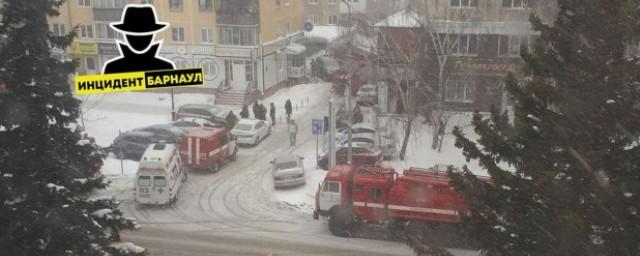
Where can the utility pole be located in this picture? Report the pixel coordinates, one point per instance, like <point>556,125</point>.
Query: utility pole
<point>348,108</point>
<point>332,136</point>
<point>173,107</point>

* * *

> [Exercise directions]:
All of the entries above are to be duplicated exactly, with every image left out.

> [Exercise output]:
Where can the utility pole be located in this picture? Report the pixel coordinates, one point per instance, like <point>556,125</point>.
Query: utility pole
<point>348,108</point>
<point>332,136</point>
<point>173,107</point>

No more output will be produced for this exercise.